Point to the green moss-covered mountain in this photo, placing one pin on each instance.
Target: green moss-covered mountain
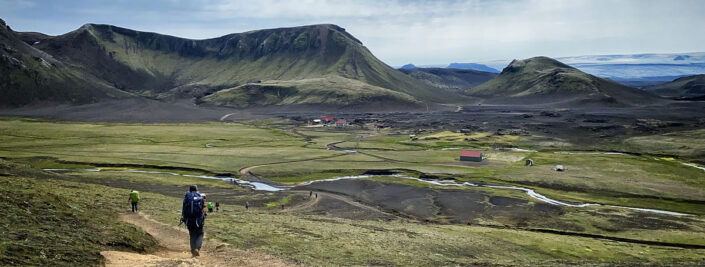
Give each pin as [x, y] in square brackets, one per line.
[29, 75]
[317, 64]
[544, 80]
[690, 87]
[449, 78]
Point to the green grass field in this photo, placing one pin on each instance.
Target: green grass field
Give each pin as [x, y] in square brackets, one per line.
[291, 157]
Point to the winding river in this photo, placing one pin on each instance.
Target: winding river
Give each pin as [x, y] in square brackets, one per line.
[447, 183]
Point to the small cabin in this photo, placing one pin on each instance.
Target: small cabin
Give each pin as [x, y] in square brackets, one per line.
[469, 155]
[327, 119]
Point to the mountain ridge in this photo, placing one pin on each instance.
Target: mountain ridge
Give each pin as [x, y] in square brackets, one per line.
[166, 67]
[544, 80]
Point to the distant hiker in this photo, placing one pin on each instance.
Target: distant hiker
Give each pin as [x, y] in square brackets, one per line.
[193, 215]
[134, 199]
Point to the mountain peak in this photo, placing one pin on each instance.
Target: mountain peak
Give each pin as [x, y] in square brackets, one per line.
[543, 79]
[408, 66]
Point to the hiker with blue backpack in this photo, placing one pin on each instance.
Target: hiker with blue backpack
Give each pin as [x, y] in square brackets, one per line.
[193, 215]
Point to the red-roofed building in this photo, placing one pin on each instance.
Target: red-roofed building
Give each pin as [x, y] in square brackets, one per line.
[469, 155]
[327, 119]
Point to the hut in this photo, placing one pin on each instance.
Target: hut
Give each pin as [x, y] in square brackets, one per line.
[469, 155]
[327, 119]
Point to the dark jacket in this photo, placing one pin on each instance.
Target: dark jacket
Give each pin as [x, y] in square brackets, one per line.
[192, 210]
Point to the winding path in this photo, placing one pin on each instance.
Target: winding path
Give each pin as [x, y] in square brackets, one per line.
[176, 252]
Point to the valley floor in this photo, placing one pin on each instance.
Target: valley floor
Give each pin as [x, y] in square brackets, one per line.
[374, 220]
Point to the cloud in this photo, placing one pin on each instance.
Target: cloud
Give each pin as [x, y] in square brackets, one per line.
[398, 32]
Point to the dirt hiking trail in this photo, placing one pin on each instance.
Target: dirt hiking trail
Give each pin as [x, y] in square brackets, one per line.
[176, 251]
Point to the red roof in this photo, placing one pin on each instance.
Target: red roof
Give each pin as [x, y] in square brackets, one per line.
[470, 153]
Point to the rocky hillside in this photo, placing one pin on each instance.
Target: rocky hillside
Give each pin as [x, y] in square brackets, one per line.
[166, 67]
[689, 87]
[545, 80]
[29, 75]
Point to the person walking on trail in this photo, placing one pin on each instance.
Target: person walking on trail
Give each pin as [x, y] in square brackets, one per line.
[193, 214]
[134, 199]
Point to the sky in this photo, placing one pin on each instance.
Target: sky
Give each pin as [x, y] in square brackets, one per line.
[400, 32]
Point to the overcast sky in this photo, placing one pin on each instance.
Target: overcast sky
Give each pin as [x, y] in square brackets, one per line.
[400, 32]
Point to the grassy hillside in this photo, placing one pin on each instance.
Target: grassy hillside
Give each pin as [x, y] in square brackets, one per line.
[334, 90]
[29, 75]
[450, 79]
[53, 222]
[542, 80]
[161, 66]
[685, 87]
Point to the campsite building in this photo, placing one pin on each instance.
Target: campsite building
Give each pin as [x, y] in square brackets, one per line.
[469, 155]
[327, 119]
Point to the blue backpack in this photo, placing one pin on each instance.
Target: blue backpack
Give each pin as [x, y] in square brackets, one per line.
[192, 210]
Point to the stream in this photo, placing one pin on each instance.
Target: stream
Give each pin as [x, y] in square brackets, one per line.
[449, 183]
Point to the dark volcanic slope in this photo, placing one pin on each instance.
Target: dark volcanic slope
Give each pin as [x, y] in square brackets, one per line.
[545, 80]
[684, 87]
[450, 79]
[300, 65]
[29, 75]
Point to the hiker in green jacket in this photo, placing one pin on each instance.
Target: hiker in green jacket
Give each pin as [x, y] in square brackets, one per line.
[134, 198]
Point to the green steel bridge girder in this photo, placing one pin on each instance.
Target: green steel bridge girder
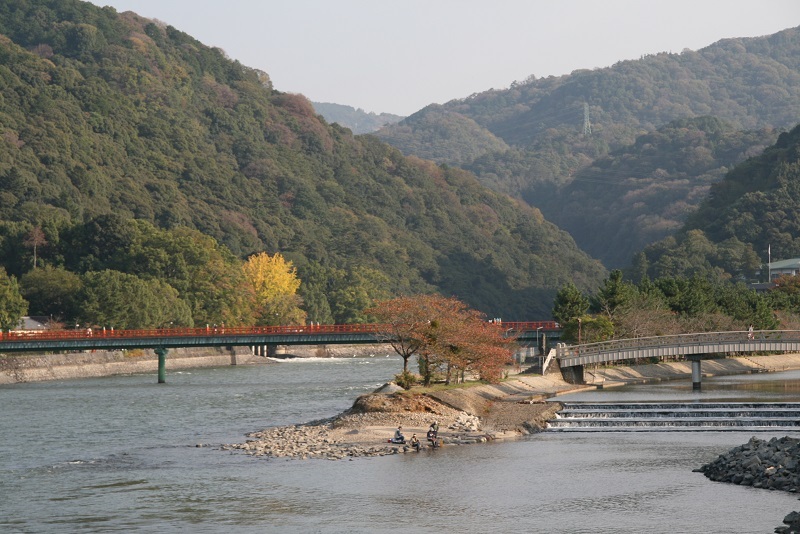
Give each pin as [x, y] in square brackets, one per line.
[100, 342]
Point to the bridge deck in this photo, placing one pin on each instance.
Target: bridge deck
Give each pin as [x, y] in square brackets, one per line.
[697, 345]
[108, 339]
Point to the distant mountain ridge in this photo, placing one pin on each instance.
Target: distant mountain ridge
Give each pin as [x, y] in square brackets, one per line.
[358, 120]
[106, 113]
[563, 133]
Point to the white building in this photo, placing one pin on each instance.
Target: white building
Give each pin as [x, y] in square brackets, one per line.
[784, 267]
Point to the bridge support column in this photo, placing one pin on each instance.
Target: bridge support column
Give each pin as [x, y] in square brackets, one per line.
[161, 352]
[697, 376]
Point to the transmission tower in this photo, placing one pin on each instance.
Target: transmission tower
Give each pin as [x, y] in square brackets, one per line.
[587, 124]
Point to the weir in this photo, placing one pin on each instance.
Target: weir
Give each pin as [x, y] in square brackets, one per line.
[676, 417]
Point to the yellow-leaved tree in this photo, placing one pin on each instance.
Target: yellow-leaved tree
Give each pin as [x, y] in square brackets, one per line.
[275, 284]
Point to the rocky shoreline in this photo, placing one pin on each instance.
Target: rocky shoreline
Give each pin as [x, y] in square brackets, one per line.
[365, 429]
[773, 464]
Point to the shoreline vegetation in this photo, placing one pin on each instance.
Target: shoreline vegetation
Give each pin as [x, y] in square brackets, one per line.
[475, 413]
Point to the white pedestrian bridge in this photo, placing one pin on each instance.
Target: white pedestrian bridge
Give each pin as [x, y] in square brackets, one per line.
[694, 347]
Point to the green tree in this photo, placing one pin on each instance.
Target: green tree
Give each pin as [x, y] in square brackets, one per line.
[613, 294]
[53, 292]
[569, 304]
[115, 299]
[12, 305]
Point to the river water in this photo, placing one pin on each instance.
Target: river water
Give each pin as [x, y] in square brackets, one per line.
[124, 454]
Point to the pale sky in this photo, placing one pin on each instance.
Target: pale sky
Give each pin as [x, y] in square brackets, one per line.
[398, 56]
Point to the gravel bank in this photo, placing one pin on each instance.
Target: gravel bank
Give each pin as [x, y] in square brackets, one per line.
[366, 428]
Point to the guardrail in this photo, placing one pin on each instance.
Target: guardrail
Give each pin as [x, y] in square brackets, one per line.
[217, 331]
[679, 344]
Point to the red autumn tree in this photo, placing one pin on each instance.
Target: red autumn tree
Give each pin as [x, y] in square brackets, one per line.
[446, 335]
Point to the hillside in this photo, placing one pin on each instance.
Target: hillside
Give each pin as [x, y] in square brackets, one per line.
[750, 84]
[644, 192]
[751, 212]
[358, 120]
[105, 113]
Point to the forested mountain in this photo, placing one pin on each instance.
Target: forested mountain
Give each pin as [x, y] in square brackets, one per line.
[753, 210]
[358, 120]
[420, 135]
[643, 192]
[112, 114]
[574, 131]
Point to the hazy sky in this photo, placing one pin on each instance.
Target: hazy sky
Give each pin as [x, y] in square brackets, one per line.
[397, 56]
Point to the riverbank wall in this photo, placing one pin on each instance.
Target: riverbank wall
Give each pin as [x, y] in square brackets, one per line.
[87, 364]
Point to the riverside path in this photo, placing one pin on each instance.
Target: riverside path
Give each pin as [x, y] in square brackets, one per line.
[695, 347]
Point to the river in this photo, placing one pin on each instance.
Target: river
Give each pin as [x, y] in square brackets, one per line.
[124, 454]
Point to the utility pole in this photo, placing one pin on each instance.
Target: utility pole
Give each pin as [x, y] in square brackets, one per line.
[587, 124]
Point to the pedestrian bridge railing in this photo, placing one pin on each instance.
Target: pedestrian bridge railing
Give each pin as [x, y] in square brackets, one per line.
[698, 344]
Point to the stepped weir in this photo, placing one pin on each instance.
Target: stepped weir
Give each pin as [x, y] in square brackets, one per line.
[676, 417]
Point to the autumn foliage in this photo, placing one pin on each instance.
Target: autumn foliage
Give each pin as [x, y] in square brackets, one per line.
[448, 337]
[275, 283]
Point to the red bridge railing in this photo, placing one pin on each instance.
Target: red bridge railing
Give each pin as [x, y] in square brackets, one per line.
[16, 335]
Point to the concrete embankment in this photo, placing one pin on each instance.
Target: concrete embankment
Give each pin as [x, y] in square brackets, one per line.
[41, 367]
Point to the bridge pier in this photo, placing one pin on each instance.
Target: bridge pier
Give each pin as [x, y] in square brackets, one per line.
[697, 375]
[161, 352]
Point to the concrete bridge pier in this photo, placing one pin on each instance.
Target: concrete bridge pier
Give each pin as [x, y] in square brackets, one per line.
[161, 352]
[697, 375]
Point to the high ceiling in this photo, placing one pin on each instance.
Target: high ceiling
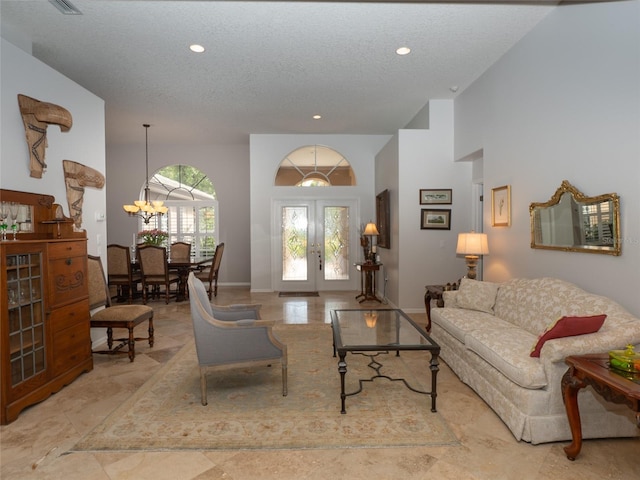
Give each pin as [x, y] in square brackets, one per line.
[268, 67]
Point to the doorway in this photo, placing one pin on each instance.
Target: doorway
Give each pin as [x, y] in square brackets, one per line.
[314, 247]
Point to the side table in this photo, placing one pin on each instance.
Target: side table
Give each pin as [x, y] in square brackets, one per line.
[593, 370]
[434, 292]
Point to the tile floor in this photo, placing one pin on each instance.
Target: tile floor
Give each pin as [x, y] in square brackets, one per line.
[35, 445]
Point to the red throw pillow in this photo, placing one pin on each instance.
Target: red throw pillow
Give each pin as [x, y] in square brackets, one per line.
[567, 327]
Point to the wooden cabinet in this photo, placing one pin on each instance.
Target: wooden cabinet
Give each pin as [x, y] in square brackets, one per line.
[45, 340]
==================================================
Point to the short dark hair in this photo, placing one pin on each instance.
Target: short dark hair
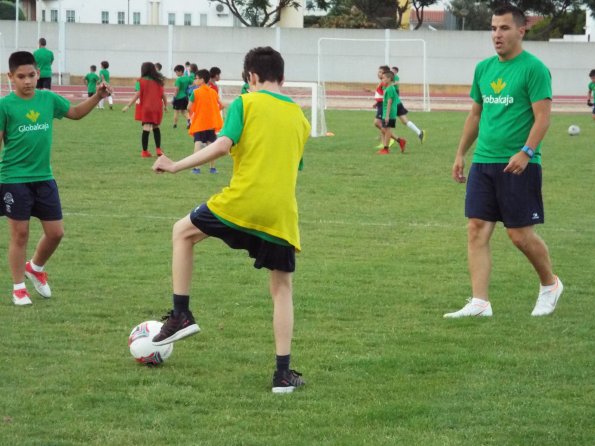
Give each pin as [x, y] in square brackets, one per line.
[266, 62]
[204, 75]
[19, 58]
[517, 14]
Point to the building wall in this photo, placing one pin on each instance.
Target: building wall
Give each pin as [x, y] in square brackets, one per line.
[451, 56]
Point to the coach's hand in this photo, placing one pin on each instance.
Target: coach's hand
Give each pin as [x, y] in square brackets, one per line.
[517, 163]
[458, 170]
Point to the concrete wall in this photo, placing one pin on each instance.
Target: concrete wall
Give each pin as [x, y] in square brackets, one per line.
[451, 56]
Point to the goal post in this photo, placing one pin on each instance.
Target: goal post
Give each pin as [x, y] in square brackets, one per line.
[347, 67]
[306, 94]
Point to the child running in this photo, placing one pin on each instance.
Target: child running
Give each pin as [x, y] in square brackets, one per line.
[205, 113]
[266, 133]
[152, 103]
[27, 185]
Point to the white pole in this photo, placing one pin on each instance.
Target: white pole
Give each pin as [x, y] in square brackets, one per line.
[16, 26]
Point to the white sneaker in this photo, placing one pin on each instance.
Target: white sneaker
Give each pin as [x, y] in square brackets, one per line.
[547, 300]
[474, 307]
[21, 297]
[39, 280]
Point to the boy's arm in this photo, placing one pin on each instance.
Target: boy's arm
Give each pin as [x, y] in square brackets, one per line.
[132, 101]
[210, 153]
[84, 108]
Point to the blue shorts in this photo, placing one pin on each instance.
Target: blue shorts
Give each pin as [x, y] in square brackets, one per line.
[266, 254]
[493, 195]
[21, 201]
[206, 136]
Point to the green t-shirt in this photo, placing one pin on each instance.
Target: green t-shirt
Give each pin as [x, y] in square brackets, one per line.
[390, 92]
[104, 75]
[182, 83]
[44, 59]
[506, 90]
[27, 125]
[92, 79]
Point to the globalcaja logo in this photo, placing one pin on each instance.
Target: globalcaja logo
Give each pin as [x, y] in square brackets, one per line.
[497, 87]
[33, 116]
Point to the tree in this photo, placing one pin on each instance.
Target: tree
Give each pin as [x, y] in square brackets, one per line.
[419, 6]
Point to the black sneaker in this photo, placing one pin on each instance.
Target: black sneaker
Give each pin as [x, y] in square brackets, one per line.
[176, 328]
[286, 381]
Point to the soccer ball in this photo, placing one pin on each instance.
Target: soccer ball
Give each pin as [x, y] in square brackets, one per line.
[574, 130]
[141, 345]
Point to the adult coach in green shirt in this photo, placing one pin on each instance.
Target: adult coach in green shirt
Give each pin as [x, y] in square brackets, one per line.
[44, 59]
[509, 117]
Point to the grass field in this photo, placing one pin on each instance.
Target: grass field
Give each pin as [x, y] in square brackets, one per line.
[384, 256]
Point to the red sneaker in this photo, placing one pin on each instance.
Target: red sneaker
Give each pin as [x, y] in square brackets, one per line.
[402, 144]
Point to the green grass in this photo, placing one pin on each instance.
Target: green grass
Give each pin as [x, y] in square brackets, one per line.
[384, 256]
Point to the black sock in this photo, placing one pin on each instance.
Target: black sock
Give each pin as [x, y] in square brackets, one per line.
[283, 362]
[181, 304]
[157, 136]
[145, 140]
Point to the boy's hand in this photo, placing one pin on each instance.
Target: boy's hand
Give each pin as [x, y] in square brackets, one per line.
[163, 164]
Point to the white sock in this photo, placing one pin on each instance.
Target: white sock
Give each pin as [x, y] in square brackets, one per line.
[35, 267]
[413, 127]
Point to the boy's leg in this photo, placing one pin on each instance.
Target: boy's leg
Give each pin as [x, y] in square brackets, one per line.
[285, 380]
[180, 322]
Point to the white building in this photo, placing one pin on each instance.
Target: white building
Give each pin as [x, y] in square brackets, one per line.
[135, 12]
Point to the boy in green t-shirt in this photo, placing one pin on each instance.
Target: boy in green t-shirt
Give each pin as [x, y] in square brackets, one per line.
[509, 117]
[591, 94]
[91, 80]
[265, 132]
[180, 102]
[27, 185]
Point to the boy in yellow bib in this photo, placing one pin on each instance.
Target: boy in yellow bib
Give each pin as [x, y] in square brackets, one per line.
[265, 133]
==================================================
(TASK REQUIREMENTS):
Please pick out every line of the entries above that contains the string "tile", treating uppercase and lowercase as different.

(EXERCISE OUTPUT):
Point to the tile floor in this photo, placing one pin on each instance.
Target: tile floor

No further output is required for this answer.